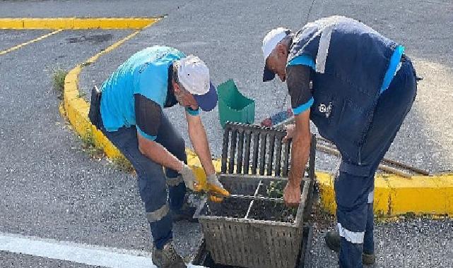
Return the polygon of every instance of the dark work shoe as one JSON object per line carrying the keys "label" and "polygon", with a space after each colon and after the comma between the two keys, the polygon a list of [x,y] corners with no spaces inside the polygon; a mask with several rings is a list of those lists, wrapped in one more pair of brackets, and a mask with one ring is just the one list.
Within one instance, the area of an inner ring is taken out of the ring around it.
{"label": "dark work shoe", "polygon": [[182,257],[176,250],[172,240],[164,245],[163,249],[154,248],[153,250],[153,263],[158,268],[185,268]]}
{"label": "dark work shoe", "polygon": [[[340,234],[336,231],[329,231],[324,236],[326,245],[336,252],[340,252]],[[373,265],[376,262],[374,254],[362,253],[362,263],[365,265]]]}
{"label": "dark work shoe", "polygon": [[196,208],[184,204],[181,209],[172,211],[173,221],[187,221],[189,222],[198,222],[198,219],[194,218]]}
{"label": "dark work shoe", "polygon": [[340,252],[340,234],[335,231],[329,231],[324,236],[326,245],[336,252]]}
{"label": "dark work shoe", "polygon": [[374,254],[362,253],[362,263],[365,265],[374,265],[376,262],[376,256]]}

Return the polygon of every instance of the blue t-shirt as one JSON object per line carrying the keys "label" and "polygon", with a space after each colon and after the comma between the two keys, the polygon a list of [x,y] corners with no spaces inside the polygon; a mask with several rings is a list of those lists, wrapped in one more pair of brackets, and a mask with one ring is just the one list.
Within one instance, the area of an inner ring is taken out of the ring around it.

> **SET EXERCISE**: Reproduce each item above word for word, leaving out the pictures.

> **ANSWER TO THIS EXERCISE**:
Return the polygon of every instance of the dark work shoe as one JSON object per line carrying the keys "label" and "polygon", with a space after each colon and after the comma between the two keys, the polygon a list of [x,y] corners with no spaces inside the polygon; a mask with several rings is a list of those lists, wrapped in one more pair of brackets, and a mask with one ring is just the one list.
Within one instance, the area of an inner ring is taken out of the ring around it.
{"label": "dark work shoe", "polygon": [[182,257],[176,250],[172,240],[164,245],[163,249],[154,248],[153,250],[153,263],[158,268],[185,268]]}
{"label": "dark work shoe", "polygon": [[[340,234],[336,231],[329,231],[324,236],[326,245],[336,252],[340,252]],[[373,265],[376,262],[374,254],[362,253],[362,263],[365,265]]]}
{"label": "dark work shoe", "polygon": [[196,208],[184,204],[181,209],[172,211],[173,221],[187,221],[189,222],[198,222],[198,219],[194,218]]}
{"label": "dark work shoe", "polygon": [[340,252],[340,234],[335,231],[329,231],[324,236],[326,245],[336,252]]}
{"label": "dark work shoe", "polygon": [[374,254],[362,253],[362,263],[365,265],[374,265],[376,262],[376,256]]}

Return the polygon of every instance of the blue t-shirt as one JSON object per line carrying the keys "label" and "polygon", with a space after each colon and after the comma between the two keys, the polygon a list of [x,y] corners with no spaces inside the polygon; a mask with several rings is a list of those lists, wrapped in one more pair of brackets, and a mask with one ring is just the one list.
Within one instance, the area of an inner ring is taken out of the ring around it.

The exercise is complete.